Start of Information given

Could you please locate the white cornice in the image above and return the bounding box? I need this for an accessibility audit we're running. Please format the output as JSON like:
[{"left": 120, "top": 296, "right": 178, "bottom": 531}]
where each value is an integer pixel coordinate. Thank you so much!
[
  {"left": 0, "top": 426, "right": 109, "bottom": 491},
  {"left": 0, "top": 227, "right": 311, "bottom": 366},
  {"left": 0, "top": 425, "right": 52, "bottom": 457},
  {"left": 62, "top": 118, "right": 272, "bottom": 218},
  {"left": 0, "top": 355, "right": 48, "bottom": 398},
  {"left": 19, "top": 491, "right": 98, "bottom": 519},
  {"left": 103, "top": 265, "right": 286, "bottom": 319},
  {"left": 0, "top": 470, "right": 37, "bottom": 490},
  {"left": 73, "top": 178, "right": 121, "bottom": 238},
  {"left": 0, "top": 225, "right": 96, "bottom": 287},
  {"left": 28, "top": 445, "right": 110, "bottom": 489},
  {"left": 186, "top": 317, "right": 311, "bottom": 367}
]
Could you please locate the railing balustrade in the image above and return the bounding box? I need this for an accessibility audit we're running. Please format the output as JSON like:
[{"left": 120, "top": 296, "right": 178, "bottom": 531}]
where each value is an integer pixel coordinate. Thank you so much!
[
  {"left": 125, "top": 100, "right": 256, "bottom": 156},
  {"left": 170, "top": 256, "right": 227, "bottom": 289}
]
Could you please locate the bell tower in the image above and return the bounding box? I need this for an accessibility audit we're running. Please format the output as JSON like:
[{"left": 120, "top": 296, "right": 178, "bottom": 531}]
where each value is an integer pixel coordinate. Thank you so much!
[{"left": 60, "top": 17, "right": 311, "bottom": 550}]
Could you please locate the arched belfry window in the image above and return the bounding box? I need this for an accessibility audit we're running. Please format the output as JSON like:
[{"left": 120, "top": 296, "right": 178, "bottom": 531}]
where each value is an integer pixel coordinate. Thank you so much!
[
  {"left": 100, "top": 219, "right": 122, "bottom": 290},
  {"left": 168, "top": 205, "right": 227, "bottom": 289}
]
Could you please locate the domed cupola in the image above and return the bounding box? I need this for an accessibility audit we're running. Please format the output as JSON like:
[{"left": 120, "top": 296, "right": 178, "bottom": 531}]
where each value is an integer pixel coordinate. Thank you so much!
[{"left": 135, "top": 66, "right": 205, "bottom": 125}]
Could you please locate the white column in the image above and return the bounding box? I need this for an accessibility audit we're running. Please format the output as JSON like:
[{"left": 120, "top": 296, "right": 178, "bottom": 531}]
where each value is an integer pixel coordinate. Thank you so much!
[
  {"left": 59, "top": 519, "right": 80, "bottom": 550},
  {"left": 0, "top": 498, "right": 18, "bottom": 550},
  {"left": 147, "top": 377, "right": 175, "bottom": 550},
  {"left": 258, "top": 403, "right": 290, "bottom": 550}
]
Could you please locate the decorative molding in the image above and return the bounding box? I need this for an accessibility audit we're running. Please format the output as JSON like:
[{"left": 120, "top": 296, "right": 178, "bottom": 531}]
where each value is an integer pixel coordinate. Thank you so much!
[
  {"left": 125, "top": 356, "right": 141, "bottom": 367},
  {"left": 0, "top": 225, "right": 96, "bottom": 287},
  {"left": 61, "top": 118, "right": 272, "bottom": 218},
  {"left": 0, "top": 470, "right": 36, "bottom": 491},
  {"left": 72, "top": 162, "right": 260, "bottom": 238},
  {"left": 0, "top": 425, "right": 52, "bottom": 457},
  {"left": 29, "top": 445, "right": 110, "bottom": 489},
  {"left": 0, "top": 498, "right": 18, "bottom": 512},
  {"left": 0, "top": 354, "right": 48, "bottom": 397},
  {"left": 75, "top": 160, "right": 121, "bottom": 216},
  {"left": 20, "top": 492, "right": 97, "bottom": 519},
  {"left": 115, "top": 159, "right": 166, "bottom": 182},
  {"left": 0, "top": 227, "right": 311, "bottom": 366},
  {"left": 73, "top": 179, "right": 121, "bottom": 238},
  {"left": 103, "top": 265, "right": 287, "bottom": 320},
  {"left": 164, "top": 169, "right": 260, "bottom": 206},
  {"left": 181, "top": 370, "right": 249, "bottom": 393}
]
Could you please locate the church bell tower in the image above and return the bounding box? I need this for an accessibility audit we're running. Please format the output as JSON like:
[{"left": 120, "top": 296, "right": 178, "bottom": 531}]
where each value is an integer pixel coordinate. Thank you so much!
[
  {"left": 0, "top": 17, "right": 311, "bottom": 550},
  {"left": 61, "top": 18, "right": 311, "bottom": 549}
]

End of Information given

Write the material out once more, keeping each line exact.

Could you please locate the white cornice in the image above and return the bounding box? I need this for an accessibility audit we're running. Please format the output as JSON like:
[{"left": 120, "top": 296, "right": 178, "bottom": 531}]
where each value is an integer pixel coordinate. Thank you so much!
[
  {"left": 0, "top": 426, "right": 109, "bottom": 491},
  {"left": 0, "top": 227, "right": 311, "bottom": 366},
  {"left": 0, "top": 425, "right": 52, "bottom": 457},
  {"left": 62, "top": 118, "right": 272, "bottom": 218},
  {"left": 0, "top": 355, "right": 48, "bottom": 398},
  {"left": 19, "top": 491, "right": 98, "bottom": 519},
  {"left": 103, "top": 265, "right": 286, "bottom": 319},
  {"left": 0, "top": 470, "right": 37, "bottom": 490},
  {"left": 73, "top": 178, "right": 121, "bottom": 238},
  {"left": 0, "top": 225, "right": 96, "bottom": 287},
  {"left": 28, "top": 445, "right": 110, "bottom": 489},
  {"left": 186, "top": 317, "right": 311, "bottom": 367}
]
Could you please locate the railing balustrade in the image above and return the bounding box? I need this for an accessibility audit we're running. Please format the output as JSON like:
[{"left": 120, "top": 296, "right": 178, "bottom": 531}]
where each value is an integer pixel coordinate. Thank you so much!
[
  {"left": 125, "top": 100, "right": 256, "bottom": 156},
  {"left": 170, "top": 256, "right": 227, "bottom": 289}
]
Could you please locate the bell tower in the image above and return the bounding box? I need this for an accessibility audit we're running. Please format the output as JSON like:
[{"left": 120, "top": 296, "right": 178, "bottom": 531}]
where each value is an integer pixel coordinate. Thank you so much!
[{"left": 60, "top": 17, "right": 311, "bottom": 550}]
Could you please locate the arched belfry window in the image above and return the bounding box? I need this for an accessibility audit we're running. Please format the output as JSON like:
[{"left": 120, "top": 296, "right": 178, "bottom": 531}]
where each value is an integer pixel coordinate. Thank you so much!
[
  {"left": 100, "top": 219, "right": 122, "bottom": 290},
  {"left": 168, "top": 205, "right": 227, "bottom": 289}
]
Could you please locate the domed cupola in the image above and return the bounding box? I need this for an accessibility audit we're running. Please format the output as JSON like:
[{"left": 120, "top": 296, "right": 178, "bottom": 531}]
where each value is an integer pixel coordinate. Thank you so much!
[{"left": 135, "top": 66, "right": 205, "bottom": 125}]
Could you please locate the white column in the image above and return the bounding box? I need this for an accessibility audit we're running. Please format the output as JSON like:
[{"left": 120, "top": 296, "right": 178, "bottom": 531}]
where each value is an integer pixel coordinate. Thank you so much!
[
  {"left": 59, "top": 519, "right": 80, "bottom": 550},
  {"left": 0, "top": 498, "right": 18, "bottom": 550},
  {"left": 147, "top": 377, "right": 175, "bottom": 550},
  {"left": 258, "top": 403, "right": 290, "bottom": 550}
]
Could you please locate the decorative molding in the image above and return the bounding box? I need this for an accessibility audit we're running. Please format the output as JSON like:
[{"left": 120, "top": 296, "right": 178, "bottom": 531}]
where each value is an integer pixel coordinate. Thank you so much!
[
  {"left": 125, "top": 356, "right": 141, "bottom": 367},
  {"left": 0, "top": 225, "right": 96, "bottom": 287},
  {"left": 61, "top": 118, "right": 272, "bottom": 218},
  {"left": 0, "top": 470, "right": 36, "bottom": 491},
  {"left": 72, "top": 162, "right": 260, "bottom": 238},
  {"left": 0, "top": 425, "right": 52, "bottom": 457},
  {"left": 29, "top": 445, "right": 110, "bottom": 489},
  {"left": 0, "top": 498, "right": 18, "bottom": 512},
  {"left": 0, "top": 354, "right": 48, "bottom": 397},
  {"left": 75, "top": 160, "right": 121, "bottom": 216},
  {"left": 20, "top": 492, "right": 97, "bottom": 519},
  {"left": 115, "top": 159, "right": 166, "bottom": 182},
  {"left": 0, "top": 227, "right": 311, "bottom": 366},
  {"left": 73, "top": 179, "right": 121, "bottom": 238},
  {"left": 103, "top": 265, "right": 287, "bottom": 320},
  {"left": 164, "top": 169, "right": 260, "bottom": 206},
  {"left": 181, "top": 370, "right": 249, "bottom": 393}
]
Could you please locate the church bell tower in the image above and return the bounding box? I need this for an accessibility audit we're running. Please format the output as JSON like:
[{"left": 120, "top": 296, "right": 178, "bottom": 531}]
where each value is an integer pixel coordinate. Thank you so much!
[
  {"left": 0, "top": 17, "right": 311, "bottom": 550},
  {"left": 61, "top": 18, "right": 311, "bottom": 549}
]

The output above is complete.